**WRITTEN PROBLEM:** Reproduce every row below in full, including its wording and sample points, and add 14 to each coordinate in the answer points. Leave the sample coordinates unchanged.
★ ★ ★ ★ ★
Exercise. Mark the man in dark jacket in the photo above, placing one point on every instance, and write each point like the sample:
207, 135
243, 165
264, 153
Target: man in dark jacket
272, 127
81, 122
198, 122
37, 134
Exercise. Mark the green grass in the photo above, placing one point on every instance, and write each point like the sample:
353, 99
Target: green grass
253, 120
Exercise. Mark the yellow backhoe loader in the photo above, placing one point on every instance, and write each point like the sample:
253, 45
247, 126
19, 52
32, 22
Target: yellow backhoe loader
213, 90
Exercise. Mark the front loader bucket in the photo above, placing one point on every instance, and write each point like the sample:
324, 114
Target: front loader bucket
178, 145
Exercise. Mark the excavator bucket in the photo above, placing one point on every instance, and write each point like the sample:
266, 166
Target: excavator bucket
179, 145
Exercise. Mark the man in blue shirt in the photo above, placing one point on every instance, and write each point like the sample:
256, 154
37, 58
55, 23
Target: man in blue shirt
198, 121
★ ★ ★ ★ ★
**COMPLETED EXERCISE:**
Exercise. Mark the man in dark jacket in the photo above, placing one point on every instance, and write each point like the sample:
207, 135
243, 165
264, 153
Target: man in dark jacket
286, 141
95, 136
212, 136
51, 148
Exercise. Mark the green grass in the photo above, placing one point on every instance, and write each point like the sample:
353, 99
Target: green grass
267, 134
Exercise. Mark the yellow backhoe loader in the photo above, placing one point on every instance, and write each point like the sample:
253, 45
247, 126
19, 52
32, 22
Target: yellow backhoe loader
227, 104
Exercise. Mark the front loader bucket in the photo above, placing one point on every instance, and write each point like the sample:
324, 114
Target: front loader bucket
192, 159
Exercise. Mark the excavator bucket in the photo above, placing one point on every instance, and write each point like the sample:
266, 166
Target: excavator bucket
193, 159
Exercise. Mark the man in blue shirt in the photo above, placing one point on every instance, and write each point like the sample:
256, 154
37, 58
55, 23
Target: man in blue shirt
212, 135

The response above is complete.